▶ **Directions for this task**: Count the lines in the entries below that contain the string "gravel", treating case as significant, and give only the number.

* Start Source records *

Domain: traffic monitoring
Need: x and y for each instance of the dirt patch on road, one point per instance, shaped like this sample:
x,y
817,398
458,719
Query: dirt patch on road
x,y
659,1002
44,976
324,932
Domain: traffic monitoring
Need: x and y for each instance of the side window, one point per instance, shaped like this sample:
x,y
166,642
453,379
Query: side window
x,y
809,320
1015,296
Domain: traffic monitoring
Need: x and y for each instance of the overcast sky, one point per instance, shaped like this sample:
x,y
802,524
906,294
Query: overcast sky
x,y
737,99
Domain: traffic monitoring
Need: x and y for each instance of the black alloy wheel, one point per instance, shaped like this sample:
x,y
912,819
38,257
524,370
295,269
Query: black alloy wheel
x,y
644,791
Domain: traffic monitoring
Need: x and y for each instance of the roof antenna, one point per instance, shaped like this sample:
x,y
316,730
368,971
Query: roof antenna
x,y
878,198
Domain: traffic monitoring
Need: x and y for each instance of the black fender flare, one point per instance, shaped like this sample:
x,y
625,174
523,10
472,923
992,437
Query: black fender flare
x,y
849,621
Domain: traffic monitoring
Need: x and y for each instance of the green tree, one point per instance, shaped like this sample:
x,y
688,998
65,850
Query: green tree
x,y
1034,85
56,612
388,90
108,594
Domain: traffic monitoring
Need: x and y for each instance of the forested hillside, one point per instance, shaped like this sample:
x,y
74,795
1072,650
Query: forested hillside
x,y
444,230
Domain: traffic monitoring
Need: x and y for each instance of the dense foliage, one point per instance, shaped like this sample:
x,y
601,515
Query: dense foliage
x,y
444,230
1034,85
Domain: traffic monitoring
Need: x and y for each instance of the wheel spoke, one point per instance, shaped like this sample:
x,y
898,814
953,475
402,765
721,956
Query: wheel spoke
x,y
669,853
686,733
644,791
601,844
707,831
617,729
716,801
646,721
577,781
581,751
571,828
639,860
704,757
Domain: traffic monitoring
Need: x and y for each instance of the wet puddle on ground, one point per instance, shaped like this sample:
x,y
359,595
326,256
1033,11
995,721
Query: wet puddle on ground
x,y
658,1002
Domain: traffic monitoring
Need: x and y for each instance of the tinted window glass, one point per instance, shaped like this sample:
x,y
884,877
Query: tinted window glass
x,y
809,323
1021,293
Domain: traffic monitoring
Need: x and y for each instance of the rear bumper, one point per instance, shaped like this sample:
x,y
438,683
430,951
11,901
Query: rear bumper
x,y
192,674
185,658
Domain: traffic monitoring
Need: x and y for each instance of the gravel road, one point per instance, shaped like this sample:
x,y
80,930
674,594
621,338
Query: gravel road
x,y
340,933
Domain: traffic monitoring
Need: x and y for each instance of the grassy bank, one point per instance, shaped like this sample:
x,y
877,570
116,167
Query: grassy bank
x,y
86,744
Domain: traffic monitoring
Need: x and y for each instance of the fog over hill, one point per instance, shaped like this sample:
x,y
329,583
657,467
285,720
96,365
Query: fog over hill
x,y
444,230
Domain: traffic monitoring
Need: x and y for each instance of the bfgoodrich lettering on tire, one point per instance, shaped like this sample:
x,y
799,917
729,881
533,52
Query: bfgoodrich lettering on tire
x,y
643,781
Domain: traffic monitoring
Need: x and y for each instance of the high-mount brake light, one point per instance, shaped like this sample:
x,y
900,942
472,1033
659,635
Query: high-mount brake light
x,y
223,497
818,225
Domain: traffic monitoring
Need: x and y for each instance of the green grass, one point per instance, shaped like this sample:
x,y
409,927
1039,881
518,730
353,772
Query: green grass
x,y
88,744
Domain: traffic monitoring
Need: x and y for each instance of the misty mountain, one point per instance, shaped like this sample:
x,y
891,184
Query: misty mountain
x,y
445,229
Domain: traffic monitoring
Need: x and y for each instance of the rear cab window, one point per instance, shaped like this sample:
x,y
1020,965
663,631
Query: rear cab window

* End Source records *

▶ **Solution**: 2